-------- Dataset excerpts

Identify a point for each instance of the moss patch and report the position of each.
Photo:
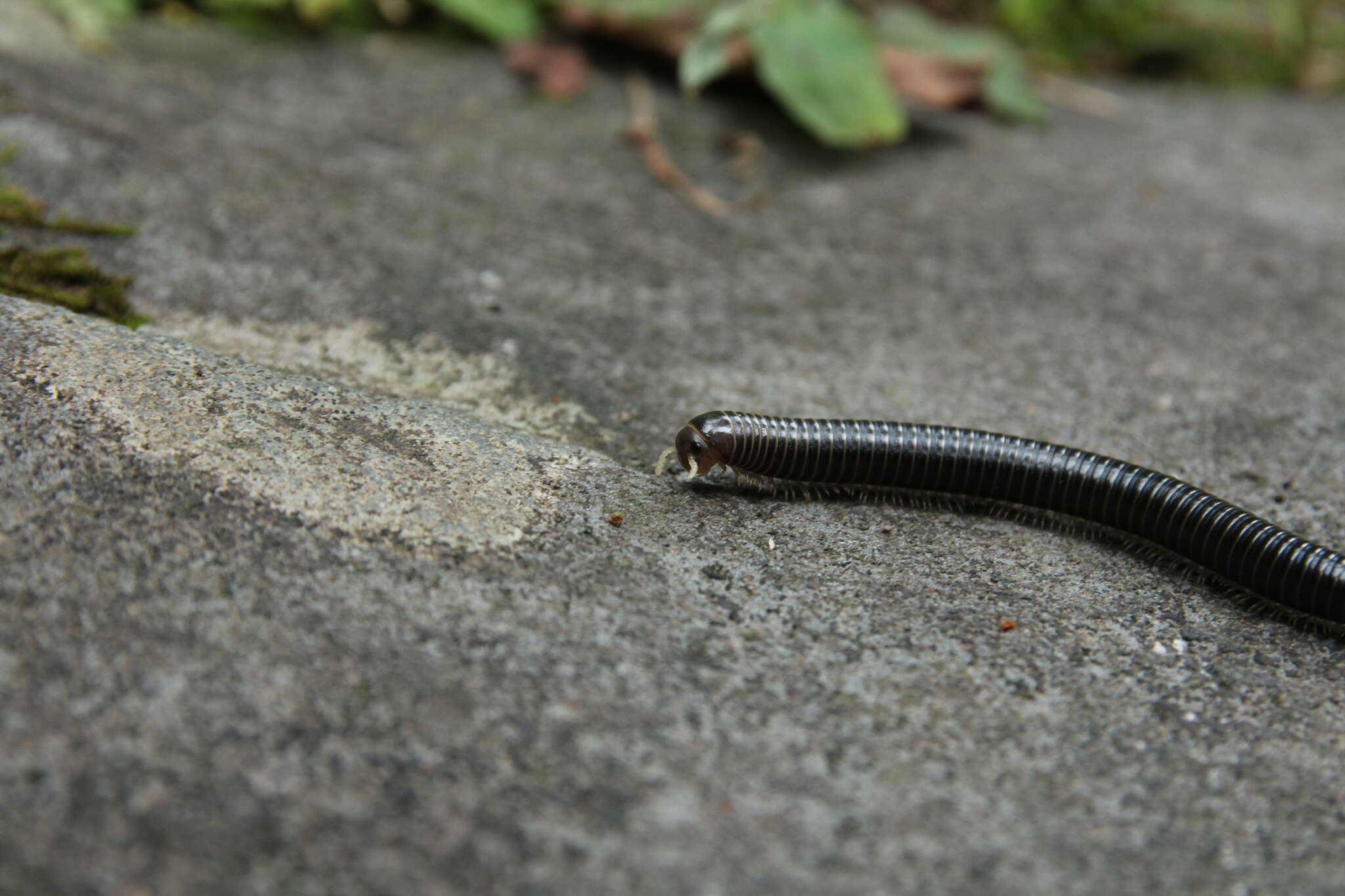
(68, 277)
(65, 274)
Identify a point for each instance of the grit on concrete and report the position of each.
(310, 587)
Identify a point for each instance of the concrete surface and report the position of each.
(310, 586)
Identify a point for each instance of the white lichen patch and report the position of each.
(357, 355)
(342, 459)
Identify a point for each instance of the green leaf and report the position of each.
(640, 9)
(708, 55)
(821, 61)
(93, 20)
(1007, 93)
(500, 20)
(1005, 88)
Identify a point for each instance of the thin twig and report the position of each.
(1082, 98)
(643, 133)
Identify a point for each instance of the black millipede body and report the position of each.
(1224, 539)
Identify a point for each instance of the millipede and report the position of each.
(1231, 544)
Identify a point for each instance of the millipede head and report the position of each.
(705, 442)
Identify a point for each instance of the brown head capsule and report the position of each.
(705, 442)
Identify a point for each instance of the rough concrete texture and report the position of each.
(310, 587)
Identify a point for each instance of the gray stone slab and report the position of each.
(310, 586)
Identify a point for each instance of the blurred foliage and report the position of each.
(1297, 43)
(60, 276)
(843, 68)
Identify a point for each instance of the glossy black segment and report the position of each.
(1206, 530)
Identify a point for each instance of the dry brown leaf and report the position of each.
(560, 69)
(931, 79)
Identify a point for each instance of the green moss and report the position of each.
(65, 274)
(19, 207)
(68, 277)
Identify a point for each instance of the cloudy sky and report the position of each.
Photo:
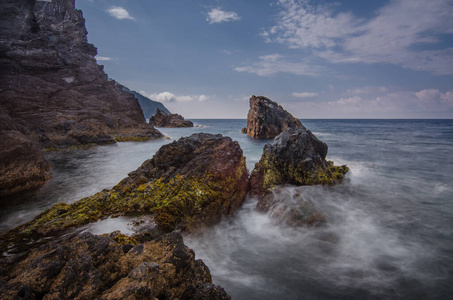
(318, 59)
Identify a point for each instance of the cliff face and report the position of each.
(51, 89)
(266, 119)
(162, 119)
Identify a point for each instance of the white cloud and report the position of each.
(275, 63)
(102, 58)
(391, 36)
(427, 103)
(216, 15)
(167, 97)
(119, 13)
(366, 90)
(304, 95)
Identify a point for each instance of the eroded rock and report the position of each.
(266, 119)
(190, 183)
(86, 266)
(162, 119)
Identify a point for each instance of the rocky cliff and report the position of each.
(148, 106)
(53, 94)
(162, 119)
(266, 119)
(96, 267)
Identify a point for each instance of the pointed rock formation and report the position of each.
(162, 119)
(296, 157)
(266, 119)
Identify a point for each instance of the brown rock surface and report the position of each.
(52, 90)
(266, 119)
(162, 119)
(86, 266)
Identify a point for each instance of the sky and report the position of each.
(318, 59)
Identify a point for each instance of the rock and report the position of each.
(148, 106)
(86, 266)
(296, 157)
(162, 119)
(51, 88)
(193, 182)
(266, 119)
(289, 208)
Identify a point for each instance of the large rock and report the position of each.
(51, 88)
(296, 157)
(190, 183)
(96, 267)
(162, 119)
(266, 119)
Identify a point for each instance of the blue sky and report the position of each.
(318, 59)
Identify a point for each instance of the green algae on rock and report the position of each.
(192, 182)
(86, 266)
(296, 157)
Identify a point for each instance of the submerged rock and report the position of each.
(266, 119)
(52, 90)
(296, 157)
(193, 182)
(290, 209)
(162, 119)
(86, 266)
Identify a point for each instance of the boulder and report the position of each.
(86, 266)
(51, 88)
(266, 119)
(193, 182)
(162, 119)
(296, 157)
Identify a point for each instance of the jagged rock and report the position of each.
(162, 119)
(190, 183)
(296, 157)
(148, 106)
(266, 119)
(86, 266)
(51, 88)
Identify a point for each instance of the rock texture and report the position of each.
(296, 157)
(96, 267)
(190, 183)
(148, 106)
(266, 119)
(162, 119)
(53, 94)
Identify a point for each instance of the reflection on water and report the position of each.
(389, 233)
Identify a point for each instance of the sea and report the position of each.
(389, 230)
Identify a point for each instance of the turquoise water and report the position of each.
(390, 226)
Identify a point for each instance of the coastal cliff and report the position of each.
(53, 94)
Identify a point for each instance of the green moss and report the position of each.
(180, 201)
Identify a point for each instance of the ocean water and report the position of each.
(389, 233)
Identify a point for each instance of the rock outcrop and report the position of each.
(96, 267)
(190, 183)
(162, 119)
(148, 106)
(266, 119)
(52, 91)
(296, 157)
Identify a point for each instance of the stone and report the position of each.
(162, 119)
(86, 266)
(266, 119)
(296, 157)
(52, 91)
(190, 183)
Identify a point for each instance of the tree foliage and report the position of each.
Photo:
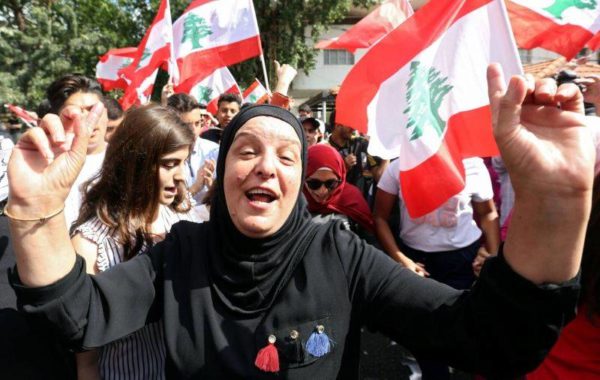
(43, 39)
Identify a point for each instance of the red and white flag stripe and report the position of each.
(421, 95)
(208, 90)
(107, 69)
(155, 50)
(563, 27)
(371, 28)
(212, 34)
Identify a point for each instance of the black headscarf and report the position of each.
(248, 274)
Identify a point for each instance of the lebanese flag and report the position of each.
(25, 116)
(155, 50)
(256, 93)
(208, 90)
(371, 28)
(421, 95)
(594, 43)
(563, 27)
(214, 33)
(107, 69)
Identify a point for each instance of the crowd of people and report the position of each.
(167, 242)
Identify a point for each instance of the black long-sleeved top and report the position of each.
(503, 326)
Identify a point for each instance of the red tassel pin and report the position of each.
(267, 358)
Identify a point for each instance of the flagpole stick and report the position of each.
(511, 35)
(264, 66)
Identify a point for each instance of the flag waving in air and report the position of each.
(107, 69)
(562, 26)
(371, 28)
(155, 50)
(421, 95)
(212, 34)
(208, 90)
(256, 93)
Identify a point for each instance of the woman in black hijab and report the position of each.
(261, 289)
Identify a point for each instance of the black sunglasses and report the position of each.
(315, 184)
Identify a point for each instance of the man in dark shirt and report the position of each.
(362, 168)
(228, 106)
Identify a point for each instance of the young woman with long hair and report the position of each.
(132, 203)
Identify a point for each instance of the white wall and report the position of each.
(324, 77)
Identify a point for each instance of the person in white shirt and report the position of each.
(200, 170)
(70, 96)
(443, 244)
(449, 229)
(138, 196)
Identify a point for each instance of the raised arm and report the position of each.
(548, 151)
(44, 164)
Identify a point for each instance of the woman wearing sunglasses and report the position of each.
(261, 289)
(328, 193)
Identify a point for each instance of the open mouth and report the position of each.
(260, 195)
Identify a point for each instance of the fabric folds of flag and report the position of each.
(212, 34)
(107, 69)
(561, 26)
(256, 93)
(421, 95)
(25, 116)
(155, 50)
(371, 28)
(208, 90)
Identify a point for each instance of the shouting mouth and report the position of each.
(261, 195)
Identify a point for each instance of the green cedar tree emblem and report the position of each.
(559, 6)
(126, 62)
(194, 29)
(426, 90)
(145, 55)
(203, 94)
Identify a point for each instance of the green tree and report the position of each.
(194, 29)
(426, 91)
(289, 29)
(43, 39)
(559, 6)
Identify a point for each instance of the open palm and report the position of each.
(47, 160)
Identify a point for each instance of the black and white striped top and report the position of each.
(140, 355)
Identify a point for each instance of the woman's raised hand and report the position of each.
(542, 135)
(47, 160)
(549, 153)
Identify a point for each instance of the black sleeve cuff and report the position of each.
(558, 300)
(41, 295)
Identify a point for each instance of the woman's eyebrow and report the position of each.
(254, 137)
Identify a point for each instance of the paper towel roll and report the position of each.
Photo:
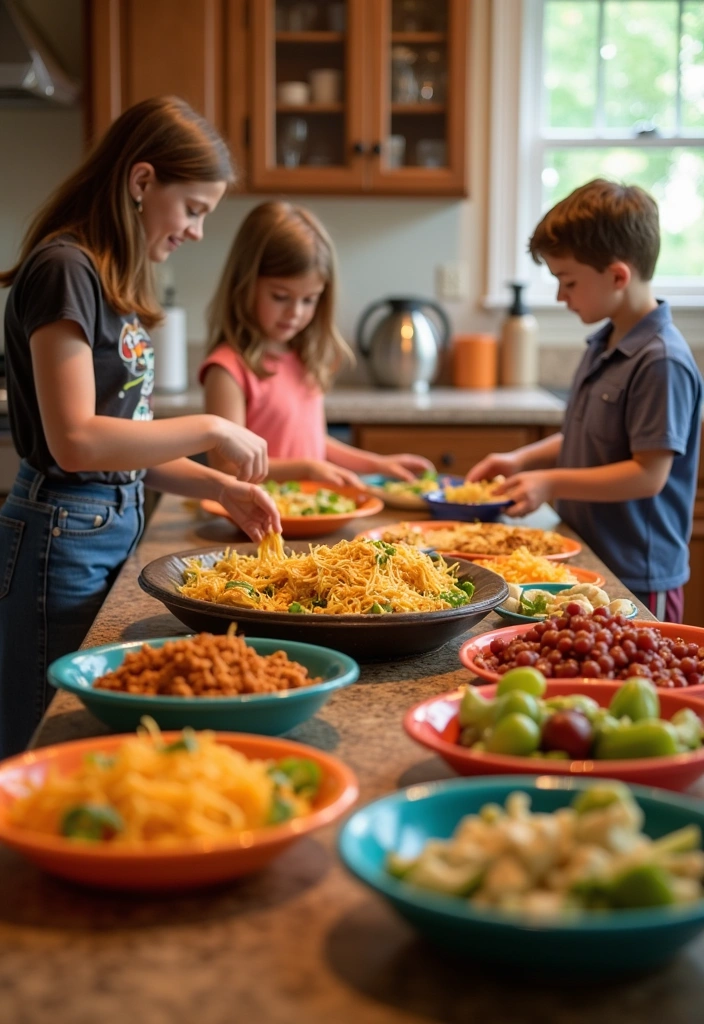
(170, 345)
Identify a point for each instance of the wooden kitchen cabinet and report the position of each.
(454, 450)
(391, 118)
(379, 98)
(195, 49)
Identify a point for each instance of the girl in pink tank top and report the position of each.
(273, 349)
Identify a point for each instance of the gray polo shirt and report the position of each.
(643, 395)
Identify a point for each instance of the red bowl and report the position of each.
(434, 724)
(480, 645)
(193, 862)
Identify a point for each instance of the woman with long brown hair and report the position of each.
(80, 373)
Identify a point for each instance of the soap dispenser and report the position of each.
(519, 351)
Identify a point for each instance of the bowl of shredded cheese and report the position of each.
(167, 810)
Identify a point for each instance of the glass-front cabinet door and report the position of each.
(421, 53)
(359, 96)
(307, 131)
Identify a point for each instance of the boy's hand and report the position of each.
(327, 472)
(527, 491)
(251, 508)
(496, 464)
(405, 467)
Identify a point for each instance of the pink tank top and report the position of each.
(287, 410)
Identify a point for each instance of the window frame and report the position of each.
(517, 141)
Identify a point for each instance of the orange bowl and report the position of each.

----------------

#### Work to be completed:
Copy out the line holding "Identify a point for each instance of the pink". Then copy every later line of the data, unchanged, through the last one.

#### Response to the task:
Identify a point for each instance of the pink tank top and report the position of each.
(287, 410)
Identify a point for each instance of the window frame and report the position of each.
(517, 141)
Identify a point for each instance of the orange bowl and report the position of each.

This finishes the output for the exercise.